In the copy, include every record below exactly as it appears, but no pictures.

MATERIAL PROVIDED.
☆ ☆ ☆ ☆

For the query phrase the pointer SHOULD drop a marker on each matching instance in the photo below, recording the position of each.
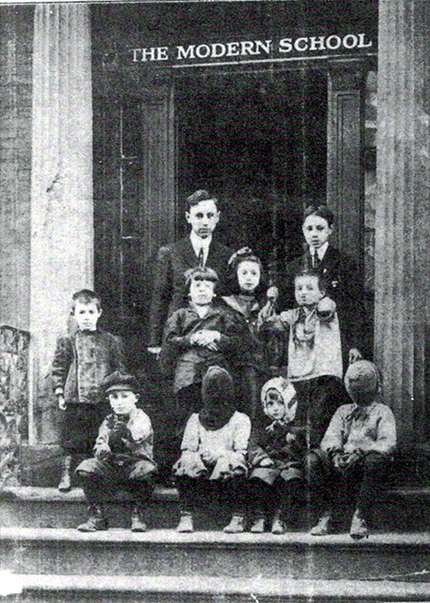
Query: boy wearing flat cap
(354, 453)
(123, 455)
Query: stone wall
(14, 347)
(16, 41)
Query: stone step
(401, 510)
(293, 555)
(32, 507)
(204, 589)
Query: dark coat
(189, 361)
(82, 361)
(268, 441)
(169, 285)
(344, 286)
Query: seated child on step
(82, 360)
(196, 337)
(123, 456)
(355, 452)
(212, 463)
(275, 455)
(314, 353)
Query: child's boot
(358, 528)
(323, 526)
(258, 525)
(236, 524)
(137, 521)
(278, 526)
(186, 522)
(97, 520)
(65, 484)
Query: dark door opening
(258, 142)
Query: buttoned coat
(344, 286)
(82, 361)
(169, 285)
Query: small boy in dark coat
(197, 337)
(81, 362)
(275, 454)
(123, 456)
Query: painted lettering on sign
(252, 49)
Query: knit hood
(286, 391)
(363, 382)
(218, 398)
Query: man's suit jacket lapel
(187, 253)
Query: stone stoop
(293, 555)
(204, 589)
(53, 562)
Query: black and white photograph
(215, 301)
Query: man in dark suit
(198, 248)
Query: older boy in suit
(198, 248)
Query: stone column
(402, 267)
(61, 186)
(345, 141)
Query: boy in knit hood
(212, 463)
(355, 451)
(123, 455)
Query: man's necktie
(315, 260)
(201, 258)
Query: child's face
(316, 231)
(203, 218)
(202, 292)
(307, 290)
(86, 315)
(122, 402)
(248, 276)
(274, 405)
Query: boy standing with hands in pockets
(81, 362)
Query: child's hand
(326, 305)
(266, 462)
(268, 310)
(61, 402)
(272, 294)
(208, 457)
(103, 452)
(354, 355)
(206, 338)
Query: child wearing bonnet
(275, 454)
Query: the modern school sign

☆ ☆ ☆ ☆

TASK OUTPUT.
For the query phrase the pointer SHOULD drop a marker on each matching instance in the photo below, recording the position of each.
Query: boy wearing flat cap
(354, 453)
(123, 455)
Query: stone wall
(14, 347)
(16, 41)
Query: stone step
(401, 510)
(293, 555)
(32, 507)
(204, 589)
Query: dark coat
(189, 361)
(82, 361)
(268, 441)
(169, 285)
(344, 286)
Query: seated child on step
(82, 360)
(196, 337)
(123, 456)
(355, 452)
(212, 463)
(275, 455)
(314, 353)
Query: child's boot
(358, 528)
(323, 526)
(258, 525)
(236, 524)
(137, 521)
(278, 526)
(186, 522)
(97, 520)
(65, 484)
Query: dark door opening
(258, 142)
Query: buttoned coat
(344, 286)
(82, 361)
(169, 285)
Query: small boy in dark coat
(197, 337)
(81, 362)
(275, 454)
(123, 456)
Query: painted lettering on sign
(252, 49)
Query: knit hood
(286, 391)
(363, 382)
(218, 398)
Query: man's suit jacket lapel
(187, 253)
Query: stone stoop
(293, 555)
(204, 589)
(53, 562)
Query: black and white photograph
(215, 301)
Query: man in dark suit
(198, 248)
Query: older boy in suit
(198, 248)
Query: stone column
(402, 267)
(61, 186)
(345, 141)
Query: boy in knit hood
(212, 463)
(355, 451)
(123, 455)
Query: man's necktie
(315, 260)
(201, 258)
Query: child's face
(316, 231)
(203, 218)
(202, 292)
(307, 290)
(86, 315)
(122, 402)
(248, 276)
(274, 405)
Query: boy standing with hands in pockets
(81, 362)
Query: child's hand
(326, 305)
(266, 462)
(268, 310)
(61, 402)
(272, 294)
(208, 457)
(103, 452)
(354, 355)
(206, 338)
Query: child wearing bonnet
(275, 454)
Query: the modern school sign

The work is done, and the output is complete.